### TEXTE SOURCE
☆ ☆ ☆ ☆
Alors, ce que le « working with cancer pledge » désigne comme un tabou – le cancer – ne serait-il pas plutôt un impensé : rendre possible, soutenable, le travail avec ou après un cancer ? Ce léger déplacement dans la formulation du plaidoyer en change pourtant la perspective : le problème n’est plus tant la personne ayant (eu) un cancer que la situation professionnelle qu’elle peut (re)trouver avec ou après la maladie.

L’objet de l’attention se déporte : il s’agit moins de « faire bouger » la personne (la remobiliser, lui redonner confiance, etc.) que de faire bouger sa situation professionnelle : trouver des marges de manœuvre, imaginer que le régime de performance attendu puisse bouger, que des « horaires en confiance » puissent permettre de faire coïncider mieux la variabilité de la capacité productive d’un jour à l’autre avec les exigences de l’activité, s’appuyer sur le collectif de travail, etc.
☆ ☆ ☆ ☆
### DONNÉES D'ENTRÉE
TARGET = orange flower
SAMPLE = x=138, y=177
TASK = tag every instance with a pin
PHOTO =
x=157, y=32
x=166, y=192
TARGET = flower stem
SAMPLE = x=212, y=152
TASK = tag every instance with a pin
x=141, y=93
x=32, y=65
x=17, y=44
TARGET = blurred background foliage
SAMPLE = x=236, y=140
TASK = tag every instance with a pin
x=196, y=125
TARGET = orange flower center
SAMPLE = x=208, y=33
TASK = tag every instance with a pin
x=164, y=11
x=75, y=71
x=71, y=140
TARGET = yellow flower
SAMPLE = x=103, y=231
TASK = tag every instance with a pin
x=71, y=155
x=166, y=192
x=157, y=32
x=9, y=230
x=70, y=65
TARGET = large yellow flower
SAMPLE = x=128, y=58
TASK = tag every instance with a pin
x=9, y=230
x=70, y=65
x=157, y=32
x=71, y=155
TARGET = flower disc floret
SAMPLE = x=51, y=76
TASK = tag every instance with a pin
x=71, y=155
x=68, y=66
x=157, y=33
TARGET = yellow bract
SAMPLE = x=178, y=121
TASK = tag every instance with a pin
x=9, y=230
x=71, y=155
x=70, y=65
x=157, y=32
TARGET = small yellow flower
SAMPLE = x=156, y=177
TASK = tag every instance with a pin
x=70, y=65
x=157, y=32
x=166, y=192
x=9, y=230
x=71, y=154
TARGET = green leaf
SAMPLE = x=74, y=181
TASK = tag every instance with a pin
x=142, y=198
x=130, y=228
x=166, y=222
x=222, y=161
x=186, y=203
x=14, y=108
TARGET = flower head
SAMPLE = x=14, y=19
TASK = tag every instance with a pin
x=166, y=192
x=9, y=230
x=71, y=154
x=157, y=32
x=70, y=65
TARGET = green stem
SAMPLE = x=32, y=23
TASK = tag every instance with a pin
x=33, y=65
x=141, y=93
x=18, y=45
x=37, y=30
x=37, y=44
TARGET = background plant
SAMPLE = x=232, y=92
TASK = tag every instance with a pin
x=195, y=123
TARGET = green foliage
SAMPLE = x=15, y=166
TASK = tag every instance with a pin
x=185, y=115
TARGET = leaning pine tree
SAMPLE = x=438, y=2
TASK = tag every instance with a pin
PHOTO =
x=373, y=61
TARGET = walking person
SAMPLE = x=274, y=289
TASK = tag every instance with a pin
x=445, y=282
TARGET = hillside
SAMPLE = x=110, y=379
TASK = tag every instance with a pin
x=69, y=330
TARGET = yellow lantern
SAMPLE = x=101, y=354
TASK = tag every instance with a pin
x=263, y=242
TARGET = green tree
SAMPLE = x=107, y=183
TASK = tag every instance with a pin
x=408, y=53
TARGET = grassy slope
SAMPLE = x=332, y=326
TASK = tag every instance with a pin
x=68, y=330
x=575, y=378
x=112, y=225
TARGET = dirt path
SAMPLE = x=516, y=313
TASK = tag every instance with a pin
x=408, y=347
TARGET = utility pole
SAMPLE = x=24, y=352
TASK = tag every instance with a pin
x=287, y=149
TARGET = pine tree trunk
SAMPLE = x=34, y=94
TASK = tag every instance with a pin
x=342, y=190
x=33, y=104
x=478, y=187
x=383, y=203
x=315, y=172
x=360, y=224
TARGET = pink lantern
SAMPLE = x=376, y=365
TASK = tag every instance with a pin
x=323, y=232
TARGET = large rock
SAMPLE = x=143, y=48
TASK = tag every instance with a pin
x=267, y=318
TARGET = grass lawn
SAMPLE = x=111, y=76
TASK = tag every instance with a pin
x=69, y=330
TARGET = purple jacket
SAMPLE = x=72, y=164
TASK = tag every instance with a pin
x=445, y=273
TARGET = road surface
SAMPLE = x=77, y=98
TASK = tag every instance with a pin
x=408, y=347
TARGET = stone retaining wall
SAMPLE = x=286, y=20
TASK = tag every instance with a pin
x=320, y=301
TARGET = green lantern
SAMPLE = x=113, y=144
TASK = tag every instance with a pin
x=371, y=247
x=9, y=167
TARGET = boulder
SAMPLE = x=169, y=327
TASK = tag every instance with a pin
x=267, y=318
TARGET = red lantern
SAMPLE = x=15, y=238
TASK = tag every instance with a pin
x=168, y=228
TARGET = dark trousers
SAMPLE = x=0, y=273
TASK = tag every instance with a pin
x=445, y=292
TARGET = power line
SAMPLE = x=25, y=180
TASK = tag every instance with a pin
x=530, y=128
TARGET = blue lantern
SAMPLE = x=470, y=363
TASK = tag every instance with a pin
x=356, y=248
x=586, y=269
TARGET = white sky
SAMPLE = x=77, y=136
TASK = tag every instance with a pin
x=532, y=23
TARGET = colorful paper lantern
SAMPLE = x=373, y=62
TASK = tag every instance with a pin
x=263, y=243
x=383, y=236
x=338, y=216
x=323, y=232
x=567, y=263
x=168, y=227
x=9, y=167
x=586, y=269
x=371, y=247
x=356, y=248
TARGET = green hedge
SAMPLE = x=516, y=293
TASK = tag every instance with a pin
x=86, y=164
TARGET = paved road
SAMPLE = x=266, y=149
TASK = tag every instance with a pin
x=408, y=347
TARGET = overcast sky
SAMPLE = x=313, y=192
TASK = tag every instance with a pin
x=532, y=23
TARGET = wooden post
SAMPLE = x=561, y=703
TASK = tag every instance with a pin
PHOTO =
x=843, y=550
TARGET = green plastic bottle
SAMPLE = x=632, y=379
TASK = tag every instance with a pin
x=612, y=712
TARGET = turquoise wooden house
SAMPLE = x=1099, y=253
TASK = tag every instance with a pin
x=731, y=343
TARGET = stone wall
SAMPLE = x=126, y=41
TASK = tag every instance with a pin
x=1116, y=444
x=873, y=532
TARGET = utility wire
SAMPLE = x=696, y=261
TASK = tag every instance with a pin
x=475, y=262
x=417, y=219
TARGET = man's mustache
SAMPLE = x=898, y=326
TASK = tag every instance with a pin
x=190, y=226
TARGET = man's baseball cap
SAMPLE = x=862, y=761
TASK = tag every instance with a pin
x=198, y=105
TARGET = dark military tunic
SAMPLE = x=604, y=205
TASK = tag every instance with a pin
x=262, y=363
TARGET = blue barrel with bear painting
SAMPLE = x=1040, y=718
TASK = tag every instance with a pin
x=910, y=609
☆ ☆ ☆ ☆
### CONSIGNE
Extrayez le texte source dans son intégralité, sans en modifier un seul mot. Les items constituent un contenu distinct du texte source.

### TÂCHE RÉALISÉE
Alors, ce que le « working with cancer pledge » désigne comme un tabou – le cancer – ne serait-il pas plutôt un impensé : rendre possible, soutenable, le travail avec ou après un cancer ? Ce léger déplacement dans la formulation du plaidoyer en change pourtant la perspective : le problème n’est plus tant la personne ayant (eu) un cancer que la situation professionnelle qu’elle peut (re)trouver avec ou après la maladie.

L’objet de l’attention se déporte : il s’agit moins de « faire bouger » la personne (la remobiliser, lui redonner confiance, etc.) que de faire bouger sa situation professionnelle : trouver des marges de manœuvre, imaginer que le régime de performance attendu puisse bouger, que des « horaires en confiance » puissent permettre de faire coïncider mieux la variabilité de la capacité productive d’un jour à l’autre avec les exigences de l’activité, s’appuyer sur le collectif de travail, etc.